* [Data section]:
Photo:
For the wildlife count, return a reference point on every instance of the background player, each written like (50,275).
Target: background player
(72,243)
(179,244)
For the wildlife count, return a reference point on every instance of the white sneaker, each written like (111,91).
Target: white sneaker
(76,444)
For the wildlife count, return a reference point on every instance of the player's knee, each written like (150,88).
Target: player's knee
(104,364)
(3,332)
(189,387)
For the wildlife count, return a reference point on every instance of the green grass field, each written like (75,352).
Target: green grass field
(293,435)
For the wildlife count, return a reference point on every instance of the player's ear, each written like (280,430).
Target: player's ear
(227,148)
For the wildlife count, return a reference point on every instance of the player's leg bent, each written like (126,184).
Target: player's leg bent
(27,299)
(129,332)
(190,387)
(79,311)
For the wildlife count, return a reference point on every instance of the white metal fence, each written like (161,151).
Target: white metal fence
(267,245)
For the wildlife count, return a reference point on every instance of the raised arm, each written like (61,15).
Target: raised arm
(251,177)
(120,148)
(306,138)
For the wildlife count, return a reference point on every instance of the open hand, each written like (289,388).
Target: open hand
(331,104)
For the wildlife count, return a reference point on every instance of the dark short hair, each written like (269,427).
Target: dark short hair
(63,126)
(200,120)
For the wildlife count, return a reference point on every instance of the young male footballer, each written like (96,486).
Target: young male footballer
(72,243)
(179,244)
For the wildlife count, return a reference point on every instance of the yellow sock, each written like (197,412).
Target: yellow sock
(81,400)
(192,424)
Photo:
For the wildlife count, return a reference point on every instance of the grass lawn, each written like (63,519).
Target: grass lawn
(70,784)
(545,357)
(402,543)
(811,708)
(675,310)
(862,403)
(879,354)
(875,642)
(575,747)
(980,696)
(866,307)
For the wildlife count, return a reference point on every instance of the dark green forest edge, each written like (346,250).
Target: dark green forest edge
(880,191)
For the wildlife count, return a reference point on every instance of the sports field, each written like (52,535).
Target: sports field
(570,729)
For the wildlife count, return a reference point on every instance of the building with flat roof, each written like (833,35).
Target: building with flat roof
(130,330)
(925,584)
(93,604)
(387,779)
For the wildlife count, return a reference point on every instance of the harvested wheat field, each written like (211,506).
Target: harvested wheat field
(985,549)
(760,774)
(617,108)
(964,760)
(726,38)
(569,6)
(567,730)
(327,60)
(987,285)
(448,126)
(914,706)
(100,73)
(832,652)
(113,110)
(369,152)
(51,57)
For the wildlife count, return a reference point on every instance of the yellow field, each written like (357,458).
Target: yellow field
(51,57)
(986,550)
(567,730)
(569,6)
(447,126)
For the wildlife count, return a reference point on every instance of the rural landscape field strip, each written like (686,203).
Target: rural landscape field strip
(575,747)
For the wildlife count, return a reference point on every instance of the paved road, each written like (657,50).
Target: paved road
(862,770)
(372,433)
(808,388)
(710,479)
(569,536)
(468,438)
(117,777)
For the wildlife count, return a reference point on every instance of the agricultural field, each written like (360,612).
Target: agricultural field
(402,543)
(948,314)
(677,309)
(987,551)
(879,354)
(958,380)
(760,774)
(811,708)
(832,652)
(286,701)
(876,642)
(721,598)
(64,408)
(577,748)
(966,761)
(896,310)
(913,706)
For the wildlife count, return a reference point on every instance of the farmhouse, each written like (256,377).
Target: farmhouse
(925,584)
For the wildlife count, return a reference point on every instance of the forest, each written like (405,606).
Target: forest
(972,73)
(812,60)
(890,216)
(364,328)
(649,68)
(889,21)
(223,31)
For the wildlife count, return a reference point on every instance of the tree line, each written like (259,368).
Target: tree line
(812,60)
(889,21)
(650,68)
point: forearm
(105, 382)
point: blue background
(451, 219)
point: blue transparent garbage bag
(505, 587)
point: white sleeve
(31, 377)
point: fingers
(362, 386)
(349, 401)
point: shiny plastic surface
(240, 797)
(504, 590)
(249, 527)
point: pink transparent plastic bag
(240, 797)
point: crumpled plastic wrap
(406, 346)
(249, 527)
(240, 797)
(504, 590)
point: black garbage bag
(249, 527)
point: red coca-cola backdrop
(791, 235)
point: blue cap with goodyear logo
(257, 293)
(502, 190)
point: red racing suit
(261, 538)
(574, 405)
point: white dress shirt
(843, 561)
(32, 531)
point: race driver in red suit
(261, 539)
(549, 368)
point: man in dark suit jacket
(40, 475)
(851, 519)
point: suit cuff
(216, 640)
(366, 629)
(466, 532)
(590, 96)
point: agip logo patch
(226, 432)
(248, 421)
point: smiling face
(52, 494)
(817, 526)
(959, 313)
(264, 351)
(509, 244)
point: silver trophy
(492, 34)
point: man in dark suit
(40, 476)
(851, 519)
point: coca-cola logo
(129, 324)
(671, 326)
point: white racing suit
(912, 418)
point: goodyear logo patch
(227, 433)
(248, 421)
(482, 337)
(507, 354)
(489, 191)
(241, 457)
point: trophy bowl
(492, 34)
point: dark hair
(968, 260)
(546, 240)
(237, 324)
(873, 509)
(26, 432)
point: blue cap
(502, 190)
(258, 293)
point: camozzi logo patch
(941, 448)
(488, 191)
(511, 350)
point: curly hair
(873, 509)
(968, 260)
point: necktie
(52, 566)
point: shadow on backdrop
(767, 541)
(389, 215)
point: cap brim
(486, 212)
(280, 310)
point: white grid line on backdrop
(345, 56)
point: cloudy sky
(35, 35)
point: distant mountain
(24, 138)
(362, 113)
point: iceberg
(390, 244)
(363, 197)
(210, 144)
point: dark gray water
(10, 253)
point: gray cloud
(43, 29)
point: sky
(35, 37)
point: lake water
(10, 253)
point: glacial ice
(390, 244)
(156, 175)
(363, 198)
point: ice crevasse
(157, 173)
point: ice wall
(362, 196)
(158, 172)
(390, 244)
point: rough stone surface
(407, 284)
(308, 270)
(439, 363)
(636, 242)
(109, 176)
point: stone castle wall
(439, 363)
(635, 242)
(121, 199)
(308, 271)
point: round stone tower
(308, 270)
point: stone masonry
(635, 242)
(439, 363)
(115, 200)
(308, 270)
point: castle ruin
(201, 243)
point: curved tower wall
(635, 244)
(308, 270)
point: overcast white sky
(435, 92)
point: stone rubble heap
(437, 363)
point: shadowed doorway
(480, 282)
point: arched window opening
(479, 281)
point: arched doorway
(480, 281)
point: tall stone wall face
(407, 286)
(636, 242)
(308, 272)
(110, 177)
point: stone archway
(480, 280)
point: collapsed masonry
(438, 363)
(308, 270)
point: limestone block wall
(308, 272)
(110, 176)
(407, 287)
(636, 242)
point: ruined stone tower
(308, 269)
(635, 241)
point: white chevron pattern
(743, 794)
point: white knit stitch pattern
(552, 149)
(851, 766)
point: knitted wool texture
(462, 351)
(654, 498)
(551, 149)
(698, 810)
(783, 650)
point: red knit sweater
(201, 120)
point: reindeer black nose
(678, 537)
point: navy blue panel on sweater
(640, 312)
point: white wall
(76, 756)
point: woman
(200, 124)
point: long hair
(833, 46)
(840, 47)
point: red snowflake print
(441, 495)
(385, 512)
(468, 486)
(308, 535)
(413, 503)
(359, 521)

* [Your objective]:
Rewrite all of the material above with "wildlife count" changed to "habitat survey" at each occurrence, leaving every other part untouched.

* [Answer in full]:
Photo:
For the habitat survey, return a reference point on every instance of the background player, each written like (50,275).
Target: background player
(72,243)
(179,244)
For the habitat survey, return a reference point on every instance of the white sneaker, each written like (111,91).
Target: white sneaker
(76,444)
For the habitat survey, return a reference point on every instance of the player's knee, each written like (150,88).
Target: player's knee
(104,364)
(3,332)
(189,387)
For the habitat survey, return a reference point on every instance of the green grass field, each written like (75,352).
Target: green grass field
(293,435)
For the habitat survey, return a reference point on every instance of the player's ear, each written like (280,430).
Target: player's ear
(227,148)
For the habitat survey, return a reference point on every instance of the player's leg bent, each written like (126,184).
Target: player's leg bent
(27,299)
(129,332)
(190,387)
(79,311)
For the habitat survey, return a reference point on every instance of the white metal fence, each written like (161,151).
Target: white metal fence
(267,245)
For the habitat survey, return a reference point on every instance of the raised arm, each written like (61,15).
Target: raised arm
(251,177)
(120,148)
(306,138)
For the habitat survey, return a reference point on every instance of the open hand, each written like (289,388).
Target: open hand
(331,104)
For the habitat survey, return a reference point on every instance of the dark short hair, each written like (269,427).
Target: dark short hair
(63,126)
(200,120)
For the habitat survey, return a reference point on every instance of the young male footballer, each written like (96,486).
Target: young male footballer
(72,243)
(179,244)
For the habitat survey, return a reference point on every instance of the yellow sock, each written like (197,412).
Target: yellow sock
(81,400)
(192,424)
Photo:
For the habitat survey, return a reference point on every instance of the grass lawn, each written like (63,519).
Target: grass lawn
(70,784)
(545,357)
(402,543)
(811,708)
(675,310)
(862,403)
(879,354)
(875,642)
(575,747)
(980,696)
(866,307)
For the habitat survey, return a reference point on every instance of the dark green forest edge, each written like (346,250).
Target: dark green forest edge
(880,191)
For the habitat survey, return a reference point on every instance of the sports field, each written like (52,535).
Target: sports field
(570,729)
For the habitat survey, return a reference point on every instance of the building with flat roof, each written like (833,35).
Target: building with flat roof
(130,330)
(925,584)
(93,604)
(387,779)
For the habitat survey, return a reference point on every instance of the harvested wheat field, each written like (211,506).
Target: harvested wheat field
(985,549)
(760,774)
(617,108)
(964,760)
(726,38)
(569,6)
(567,730)
(327,60)
(987,285)
(448,126)
(914,706)
(100,73)
(832,652)
(113,110)
(369,152)
(51,57)
For the habitat survey, return a reference point on every instance of the yellow field, each written like (357,458).
Target: yellow field
(51,57)
(986,550)
(567,730)
(569,6)
(447,126)
For the habitat survey, return a reference point on every instance of the rural landscape field strip, each written like (686,203).
Target: rural landscape field strip
(575,747)
For the habitat survey, return a reference point on every instance of the paved road, each written like (657,50).
Target: paved road
(862,770)
(372,433)
(808,388)
(710,479)
(569,536)
(468,438)
(117,777)
For the habitat survey, return a reference point on every instance of the agricultural field, each written like (360,612).
Target: agricultural field
(402,543)
(948,314)
(677,309)
(987,551)
(879,354)
(958,380)
(760,774)
(811,708)
(832,652)
(286,701)
(876,642)
(721,598)
(64,408)
(577,748)
(966,761)
(896,310)
(913,706)
For the habitat survey, return a reference point on every instance of the farmhouse, each written like (256,377).
Target: farmhouse
(925,584)
For the habitat survey, return a reference point on every instance of the forest, each written like (405,606).
Target: forest
(972,73)
(812,60)
(890,216)
(364,328)
(649,68)
(889,21)
(223,31)
For the habitat survey, return a reference point on every instance of the tree line, each written like (259,368).
Target: tree line
(812,60)
(889,21)
(650,68)
point: forearm
(105, 382)
point: blue background
(451, 219)
point: blue transparent garbage bag
(505, 587)
point: white sleeve
(31, 377)
point: fingers
(362, 386)
(349, 401)
point: shiny plastic surface
(240, 797)
(504, 590)
(249, 527)
point: pink transparent plastic bag
(240, 797)
point: crumpled plastic wrap
(406, 346)
(249, 527)
(240, 797)
(504, 590)
point: black garbage bag
(249, 527)
point: red coca-cola backdrop
(791, 235)
point: blue cap with goodyear logo
(257, 293)
(502, 190)
point: red racing suit
(261, 538)
(574, 405)
point: white dress shirt
(843, 561)
(32, 531)
point: race driver in red suit
(261, 539)
(549, 368)
point: man in dark suit jacket
(40, 475)
(851, 519)
point: suit cuff
(216, 640)
(366, 629)
(466, 532)
(590, 96)
point: agip logo patch
(226, 432)
(248, 421)
point: smiling face
(52, 494)
(817, 526)
(959, 313)
(264, 351)
(509, 244)
point: silver trophy
(492, 34)
point: man in dark suit
(40, 476)
(851, 519)
point: coca-cola logo
(129, 324)
(671, 326)
point: white racing suit
(912, 418)
point: goodyear logo patch
(227, 433)
(248, 421)
(482, 337)
(507, 354)
(489, 191)
(241, 457)
point: trophy bowl
(492, 34)
point: dark hair
(968, 260)
(546, 240)
(237, 324)
(873, 509)
(26, 432)
point: blue cap
(502, 190)
(258, 293)
point: camozzi logo patch
(941, 448)
(488, 191)
(511, 350)
point: curly hair
(873, 509)
(968, 260)
point: necktie
(52, 566)
point: shadow on backdrop
(767, 541)
(389, 215)
point: cap brim
(486, 212)
(280, 310)
point: white grid line on backdrop
(345, 56)
point: cloudy sky
(35, 35)
point: distant mountain
(24, 138)
(362, 113)
point: iceberg
(390, 244)
(363, 197)
(210, 144)
point: dark gray water
(10, 253)
point: gray cloud
(43, 29)
point: sky
(35, 37)
point: lake water
(10, 253)
point: glacial ice
(390, 244)
(156, 175)
(363, 198)
point: ice crevasse
(157, 173)
point: ice wall
(362, 196)
(158, 172)
(390, 244)
point: rough stone surface
(407, 284)
(308, 270)
(439, 363)
(636, 242)
(109, 176)
point: stone castle wall
(439, 363)
(635, 242)
(121, 199)
(308, 271)
point: round stone tower
(308, 270)
point: stone masonry
(635, 242)
(439, 363)
(115, 200)
(308, 270)
point: castle ruin
(201, 243)
point: curved tower wall
(635, 244)
(308, 270)
point: overcast white sky
(435, 92)
point: stone rubble heap
(437, 363)
point: shadowed doorway
(480, 282)
point: arched window opening
(479, 281)
point: arched doorway
(480, 281)
point: tall stone wall face
(407, 286)
(636, 242)
(308, 272)
(110, 177)
point: stone archway
(480, 280)
point: collapsed masonry
(438, 363)
(308, 270)
point: limestone block wall
(308, 272)
(110, 176)
(407, 287)
(636, 242)
point: ruined stone tower
(308, 269)
(635, 241)
point: white chevron pattern
(743, 794)
point: white knit stitch pattern
(552, 149)
(851, 766)
point: knitted wool texture
(462, 351)
(654, 498)
(551, 149)
(698, 810)
(783, 650)
point: red knit sweater
(201, 120)
point: reindeer black nose
(678, 537)
point: navy blue panel on sweater
(640, 312)
point: white wall
(76, 756)
point: woman
(200, 124)
point: long hair
(833, 46)
(840, 47)
point: red snowflake print
(441, 495)
(385, 512)
(468, 486)
(308, 535)
(413, 503)
(359, 521)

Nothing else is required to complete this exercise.